■ Task goal ■
Copy out the records below, substituting "single-line" for every occurrence of "one-line" and leaving everything else unchanged.

■ Supplied data ■
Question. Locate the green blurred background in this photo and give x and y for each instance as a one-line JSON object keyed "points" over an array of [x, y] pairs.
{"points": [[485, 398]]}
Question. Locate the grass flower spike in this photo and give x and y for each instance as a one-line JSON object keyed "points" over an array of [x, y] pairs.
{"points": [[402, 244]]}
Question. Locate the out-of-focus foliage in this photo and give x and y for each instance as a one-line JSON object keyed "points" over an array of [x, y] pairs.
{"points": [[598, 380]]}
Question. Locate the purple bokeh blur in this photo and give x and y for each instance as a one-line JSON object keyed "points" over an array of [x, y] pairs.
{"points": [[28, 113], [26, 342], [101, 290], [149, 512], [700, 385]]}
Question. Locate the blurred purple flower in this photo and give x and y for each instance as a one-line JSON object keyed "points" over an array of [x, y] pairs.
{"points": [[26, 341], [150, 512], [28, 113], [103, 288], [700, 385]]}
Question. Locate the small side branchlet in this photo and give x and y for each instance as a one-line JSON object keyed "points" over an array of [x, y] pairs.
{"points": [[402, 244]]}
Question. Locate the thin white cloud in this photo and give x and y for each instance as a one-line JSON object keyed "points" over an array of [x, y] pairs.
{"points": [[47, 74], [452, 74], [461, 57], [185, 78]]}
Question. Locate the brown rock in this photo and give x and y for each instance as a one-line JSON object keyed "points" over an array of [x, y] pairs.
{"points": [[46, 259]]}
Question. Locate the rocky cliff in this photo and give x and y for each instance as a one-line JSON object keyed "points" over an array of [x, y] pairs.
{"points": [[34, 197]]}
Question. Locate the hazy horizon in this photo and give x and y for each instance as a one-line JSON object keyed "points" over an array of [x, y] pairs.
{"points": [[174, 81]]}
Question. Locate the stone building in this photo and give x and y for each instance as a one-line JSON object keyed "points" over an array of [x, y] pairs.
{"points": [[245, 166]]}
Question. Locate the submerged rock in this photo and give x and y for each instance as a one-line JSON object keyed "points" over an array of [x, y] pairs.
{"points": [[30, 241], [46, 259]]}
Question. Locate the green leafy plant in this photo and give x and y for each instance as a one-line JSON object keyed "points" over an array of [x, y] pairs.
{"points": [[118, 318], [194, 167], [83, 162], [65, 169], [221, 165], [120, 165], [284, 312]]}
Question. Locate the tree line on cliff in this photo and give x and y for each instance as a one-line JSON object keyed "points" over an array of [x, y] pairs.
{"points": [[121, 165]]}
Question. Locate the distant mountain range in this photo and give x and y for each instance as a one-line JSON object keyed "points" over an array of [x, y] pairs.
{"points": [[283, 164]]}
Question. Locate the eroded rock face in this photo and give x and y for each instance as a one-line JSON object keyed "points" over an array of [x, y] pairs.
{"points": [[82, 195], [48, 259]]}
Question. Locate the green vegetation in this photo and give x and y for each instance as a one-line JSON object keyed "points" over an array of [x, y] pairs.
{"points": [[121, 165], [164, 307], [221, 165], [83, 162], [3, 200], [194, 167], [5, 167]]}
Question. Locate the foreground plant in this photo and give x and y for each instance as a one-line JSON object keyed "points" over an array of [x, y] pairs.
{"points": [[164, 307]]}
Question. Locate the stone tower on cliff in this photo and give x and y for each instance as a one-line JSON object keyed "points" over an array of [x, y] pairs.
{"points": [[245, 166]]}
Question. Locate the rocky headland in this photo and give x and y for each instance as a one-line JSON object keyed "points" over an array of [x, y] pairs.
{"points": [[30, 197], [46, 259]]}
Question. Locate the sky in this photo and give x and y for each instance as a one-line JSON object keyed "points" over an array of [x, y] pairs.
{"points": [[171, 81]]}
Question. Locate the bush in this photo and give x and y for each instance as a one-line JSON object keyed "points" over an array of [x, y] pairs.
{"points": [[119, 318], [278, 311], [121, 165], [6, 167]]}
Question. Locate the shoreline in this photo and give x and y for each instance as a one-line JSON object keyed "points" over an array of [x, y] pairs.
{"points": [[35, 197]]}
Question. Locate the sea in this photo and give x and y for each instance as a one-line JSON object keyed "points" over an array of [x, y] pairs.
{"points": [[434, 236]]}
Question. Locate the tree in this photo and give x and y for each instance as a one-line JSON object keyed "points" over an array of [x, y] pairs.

■ Full answer ■
Question. Locate the green blurred background in this photo and give x and y for each instance as a single-line JSON object keyed "points" over an array of [x, y] pairs.
{"points": [[485, 398]]}
Question. Locate the grass flower spike in this photo and give x and y for each instance as a single-line JSON object keyed "points" over an array of [x, y] pairs.
{"points": [[402, 244]]}
Question. Locate the out-of-focus foliage in this photo and give x and y for each instance as a single-line JSON object keyed "points" over an array of [x, y] pairs.
{"points": [[598, 380]]}
Question. Locate the purple bokeh blur in this photo and give x and y for each instance as a single-line JSON object keyed "points" over an array of [x, y] pairs.
{"points": [[28, 113], [26, 342], [101, 290], [149, 512], [700, 385]]}
Question. Locate the blurred purple flower in this photo and give x and y for each instance as a single-line JSON object keyed "points" over an array of [x, y] pairs.
{"points": [[26, 341], [150, 512], [28, 113], [103, 288], [700, 385]]}
Question. Locate the small side branchlet in this photo and give x and y for each instance as a single-line JSON object keyed "points" over an array of [x, y] pairs.
{"points": [[402, 244]]}
Question. Locate the thin white cloud in this photo and give x and y for each instance as a single-line JSON object keyed "points" over an array of [x, y] pairs.
{"points": [[47, 74], [452, 74], [461, 57], [185, 78]]}
Question. Locate the brown rock in this photo and give x and y for each instance as a single-line JSON object keyed "points" over an array of [x, y] pairs.
{"points": [[46, 259]]}
Question. Locate the rocky cliff in this photo and give x and y for each instance as a single-line JSON object keyed "points" over an array of [x, y] pairs.
{"points": [[34, 197]]}
Question. Locate the hazy horizon in this photo and give x and y for each instance as a single-line JSON object keyed "points" over an array of [x, y] pairs.
{"points": [[174, 81]]}
Question. Locate the stone building in this photo and give x and y for each instance as a single-line JSON object keyed "points" over an array of [x, y] pairs.
{"points": [[245, 166]]}
Question. Locate the submerged rock in this photo and give x and y for each instance as a single-line JSON object keyed "points" over an array of [x, y] pairs.
{"points": [[30, 241], [46, 259]]}
Question. Locate the green leafy plant in this photo and give x and y for each instance as a single-line JSON object keyed "points" over an array of [x, y] pairs.
{"points": [[118, 318], [194, 167], [83, 162], [65, 169], [221, 165], [120, 165], [284, 312]]}
Question. Locate the tree line on cliff in this photo and give x and y for each instance as a single-line JSON object keyed "points" over an array of [x, y] pairs.
{"points": [[121, 165]]}
Question. Locate the distant mountain range in this photo and give x and y for each instance as a single-line JSON object keyed "points" over an array of [x, y] pairs.
{"points": [[283, 164]]}
Question. Locate the eroded rock face in this photo and give x and y for each instance as a single-line JSON object keyed "points" over an array of [x, y] pairs.
{"points": [[82, 195], [48, 259]]}
Question. Locate the green vegetation in this photo and give x and y for each instance as a single-line JSON object keyed "points" over an array of [x, y] pairs.
{"points": [[121, 165], [164, 307], [221, 165], [83, 162], [3, 200], [194, 167], [5, 167]]}
Question. Locate the foreground plant in this photo and give x and y for each instance as a single-line JSON object keyed "points" over an array of [x, y] pairs.
{"points": [[164, 307]]}
Question. Locate the stone tower on cliff in this photo and give x and y for each instance as a single-line JSON object keyed "points" over an array of [x, y] pairs.
{"points": [[245, 166]]}
Question. Locate the rocky headland in this photo and give x and y for each instance as a single-line JSON object keyed "points" over an array of [x, y] pairs.
{"points": [[30, 197], [46, 259]]}
Question. Locate the sky in this photo and give x and y for each instance as a single-line JSON object keyed "points" over an array of [x, y] pairs.
{"points": [[171, 81]]}
Question. Locate the bush in this photo and give x and y for each instance as a single-line JSON object keyed "points" over an array of [x, y] pairs.
{"points": [[119, 318], [278, 311], [121, 165], [6, 167]]}
Question. Locate the shoreline in this photo and give x and y for each instance as a single-line JSON object keyed "points" over an array of [x, y] pairs.
{"points": [[35, 197]]}
Question. Locate the sea in this photo and give x and y for each instance as a single-line JSON object keyed "points" over an array of [x, y] pairs.
{"points": [[434, 236]]}
Question. Locate the tree in this photo and give x and y for each instance as a single-line JSON object keyed "points" over an array of [x, y] pairs.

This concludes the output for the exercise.